• 练习要求: 请逐字照录下面的全部材料，一行不漏，答案中不要放入图片。

• 待处理材料:
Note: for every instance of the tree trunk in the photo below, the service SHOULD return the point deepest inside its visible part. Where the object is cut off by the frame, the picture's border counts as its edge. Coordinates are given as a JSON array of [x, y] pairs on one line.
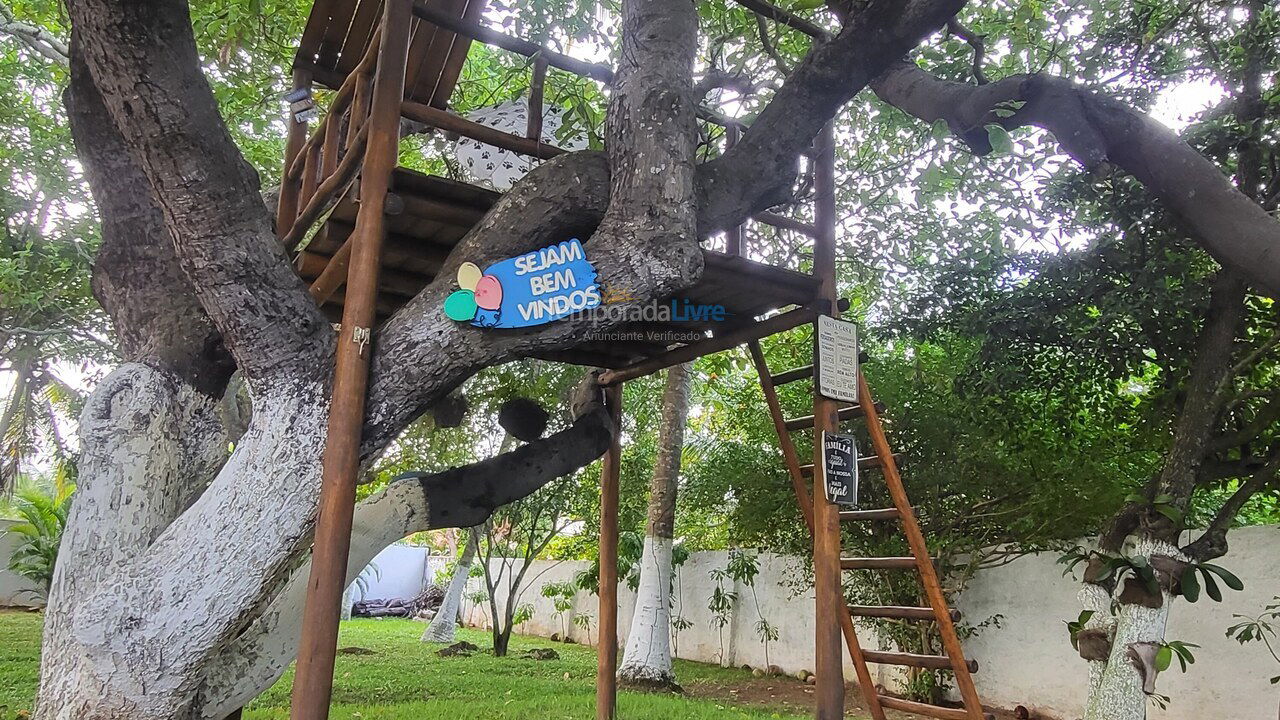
[[446, 621], [647, 660]]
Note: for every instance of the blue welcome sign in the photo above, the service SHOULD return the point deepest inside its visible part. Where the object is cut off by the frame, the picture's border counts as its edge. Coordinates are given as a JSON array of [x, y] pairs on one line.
[[529, 290]]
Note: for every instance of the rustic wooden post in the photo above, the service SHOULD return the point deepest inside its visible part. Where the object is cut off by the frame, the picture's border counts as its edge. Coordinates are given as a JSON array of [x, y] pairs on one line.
[[536, 87], [732, 236], [828, 596], [312, 684], [287, 208], [607, 645]]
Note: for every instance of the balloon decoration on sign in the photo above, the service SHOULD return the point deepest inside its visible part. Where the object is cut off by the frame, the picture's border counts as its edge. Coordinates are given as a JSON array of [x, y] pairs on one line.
[[529, 290], [478, 291]]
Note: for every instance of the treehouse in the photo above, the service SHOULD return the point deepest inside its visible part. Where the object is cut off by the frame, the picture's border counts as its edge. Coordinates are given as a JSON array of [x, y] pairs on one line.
[[369, 236]]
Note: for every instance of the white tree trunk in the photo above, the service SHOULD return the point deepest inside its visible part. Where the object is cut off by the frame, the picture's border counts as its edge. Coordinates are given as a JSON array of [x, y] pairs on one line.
[[446, 621], [1119, 693], [648, 656]]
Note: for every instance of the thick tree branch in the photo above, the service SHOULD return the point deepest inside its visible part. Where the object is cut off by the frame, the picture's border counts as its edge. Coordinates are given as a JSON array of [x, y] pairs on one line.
[[411, 502], [142, 58], [1096, 130], [33, 36], [1212, 543], [759, 171]]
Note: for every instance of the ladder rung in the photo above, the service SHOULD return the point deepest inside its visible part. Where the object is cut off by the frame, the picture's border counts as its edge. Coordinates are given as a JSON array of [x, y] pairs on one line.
[[914, 660], [899, 613], [791, 376], [844, 414], [880, 514], [877, 563], [863, 464], [931, 710]]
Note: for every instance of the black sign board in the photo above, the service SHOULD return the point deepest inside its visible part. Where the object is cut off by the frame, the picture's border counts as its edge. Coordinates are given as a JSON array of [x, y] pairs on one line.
[[840, 468]]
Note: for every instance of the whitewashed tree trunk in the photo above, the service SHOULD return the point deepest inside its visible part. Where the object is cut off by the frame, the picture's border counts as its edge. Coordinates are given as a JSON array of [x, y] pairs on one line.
[[446, 623], [647, 660], [1119, 693], [648, 655]]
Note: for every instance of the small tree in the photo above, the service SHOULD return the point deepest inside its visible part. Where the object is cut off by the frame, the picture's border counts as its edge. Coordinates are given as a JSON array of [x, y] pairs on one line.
[[39, 534]]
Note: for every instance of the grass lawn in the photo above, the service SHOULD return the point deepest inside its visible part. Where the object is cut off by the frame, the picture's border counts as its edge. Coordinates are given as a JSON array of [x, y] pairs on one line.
[[403, 679]]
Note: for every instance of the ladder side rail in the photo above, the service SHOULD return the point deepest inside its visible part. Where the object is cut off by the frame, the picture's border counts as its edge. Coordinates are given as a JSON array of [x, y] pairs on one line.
[[805, 501], [919, 548]]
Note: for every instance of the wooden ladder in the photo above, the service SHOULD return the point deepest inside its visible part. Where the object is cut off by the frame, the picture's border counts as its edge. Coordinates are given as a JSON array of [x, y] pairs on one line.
[[920, 560]]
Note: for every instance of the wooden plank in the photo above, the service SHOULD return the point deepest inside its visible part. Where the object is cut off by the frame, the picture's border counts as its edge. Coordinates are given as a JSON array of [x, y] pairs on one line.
[[717, 343], [914, 660], [521, 46], [897, 613], [449, 122], [845, 415], [878, 514], [915, 540], [877, 563], [429, 46], [457, 57]]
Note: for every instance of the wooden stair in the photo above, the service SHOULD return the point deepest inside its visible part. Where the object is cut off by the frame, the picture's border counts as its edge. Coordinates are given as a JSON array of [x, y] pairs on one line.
[[919, 560]]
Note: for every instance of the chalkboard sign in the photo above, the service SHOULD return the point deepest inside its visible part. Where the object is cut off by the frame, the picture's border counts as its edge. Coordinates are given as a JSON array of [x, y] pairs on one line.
[[529, 290], [840, 468], [837, 359]]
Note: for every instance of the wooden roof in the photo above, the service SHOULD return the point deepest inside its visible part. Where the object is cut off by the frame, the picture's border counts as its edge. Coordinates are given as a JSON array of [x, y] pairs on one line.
[[339, 31], [438, 212]]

• 练习答案:
Note: for every instance of the tree trunk in the photo below, the service SHOULD return the point deepest inside its visible part. Where the object is cut off by the frame, the picture's border counts as its edge. Coordinates are given as a JSON array of [x, y] pairs on one line.
[[446, 621], [647, 660]]
Note: for every instance of the blue welcome sign in the photo above, the service SHOULD return the point deepest inside its visible part. Where the object is cut off by the frame, the picture's border counts as its edge. Coordinates are given as a JSON array of [x, y] pairs on one line.
[[529, 290]]
Note: for every instance of the rustic wooden post in the photo above, the service SHOULD return the point deepest inside its visible part. Where the object is cut off by the frame, the picture's border counts as its edge. Coordinates are given as a JSON array of [x, y] pairs on one line.
[[536, 87], [732, 236], [828, 596], [312, 684], [287, 208], [607, 645]]
Note: for every instance of the balloon decoration on sign in the photo above, the service SHOULD return the point deepest inside its visible part. Where the object is cut off by the frame, the picture's border counts as its edge. Coordinates are given as a JSON array of [x, y] pairs on one line.
[[529, 290], [478, 291]]
Note: for every instance of the treehouse in the photo above, the service SHOULD return the point deepest inside its visible part. Where the object is cut off by the frame, the picture's border counts as its edge. Coordinates are given as a JSON array of [x, y] pairs on one line.
[[369, 236]]
Note: for every instance of the white tree trunk in the photo above, the service SHOULD return the point deepest inside its visible part. Where the object is cut off by the frame, the picture's border counts as its edge. Coordinates are given as a JSON array of [x, y] pairs on one line.
[[446, 621], [1119, 693], [648, 656]]
Note: for every instance of the thick tree branch in the photo above, the service SHOULD return the point deepest inside its visible part. Where the object is cut off by the frame, the picture's border counts as its edge. Coordinates are given as a JSON array of [x, y] pairs on one line.
[[411, 502], [142, 58], [1096, 130], [33, 36], [1212, 543], [759, 171]]
Note: for every instance of the ladder rung in the photo above, the service SHOULD return the point deepest inside its visible part. Where the object is cut off by the frame, the picture's border counts as its edge. Coordinates are given as a JSON array of [x, y] pairs on one line.
[[914, 660], [899, 613], [791, 376], [844, 414], [880, 514], [877, 563], [863, 464], [931, 710]]
Note: for every instance of the black sign board in the photo above, the service SHOULD return the point deepest inside its visible part. Where the object is cut off by the frame, the picture's border counts as its edge. Coordinates are given as a JSON array of [x, y] pairs on one line.
[[840, 468]]
Note: for every instance of the whitewashed tree trunk in the photo above, the service SHOULD return the point deepest inside its visible part. Where the object is cut off by the frame, the picture's border counts as its edge. Coordinates are given as a JSON array of [x, y] pairs on one line.
[[446, 623], [647, 660], [1119, 693], [648, 655]]
Note: for every instance of the small tree in the photo above, the service SHOULD return the point deepest inside its visible part. Where the object is cut off by the frame, the picture's border counts as its edge. Coordinates are given as a JSON array of [x, y] pairs on one line.
[[39, 534]]
Note: for every instance of the grass lawn in the photo above, the service SHOULD return the point deepest inside its visible part. Where the object is cut off by the frame, the picture's border counts as its edge. Coordinates are given as a JSON array of [x, y] pairs on one line.
[[403, 679]]
Note: for every instance of the ladder side rail in the photo above, the service SHOULD return the point deepest inside its visible part. Where the object is cut off by the frame, the picture's border counts as its edge. Coordinates are given as a JSON array of [x, y] pairs on one line.
[[805, 501], [919, 548]]
Note: for every instance of the wooden ladder in the photo above, the service SHOULD return the point deepest inside its visible part. Where the object is cut off by the frame, the picture's border counts as its edge. Coordinates are given as a JSON array of [x, y] pairs on one line.
[[920, 560]]
Note: for every instance of the wooden plank in the photo above, the service SHOULD return the point deepest inside its visible part. Where the object is cut off by the frame, the picture's border counts as its edge. Coordinates are given as a JSON array of [x, y] pairs on one line.
[[717, 343], [914, 660], [521, 46], [897, 613], [449, 122], [845, 415], [878, 514], [915, 540], [877, 563], [429, 46], [457, 57]]
Note: for every instance of the wooden stair in the photo above, the service SHOULD return the point deepest inside its visible part. Where the object is cut off by the frame, the picture's border counts as its edge. Coordinates are given as a JSON array of [x, y] pairs on one line.
[[919, 560]]
Note: for every instance of the chalkboard sign in the photo above, the service SHOULD return the point deepest inside its visible part. Where the object is cut off by the frame, the picture's border counts as its edge. Coordinates are given as a JSON array of [x, y] pairs on one line.
[[529, 290], [840, 468], [837, 359]]
Note: for every instance of the wooden roof in the photo above, the service SHOULD return the point deepest inside its visible part. Where the object is cut off by the frame, the picture's border counts as its edge. Coordinates are given as a JSON array of [x, y] pairs on one line.
[[339, 31], [438, 212]]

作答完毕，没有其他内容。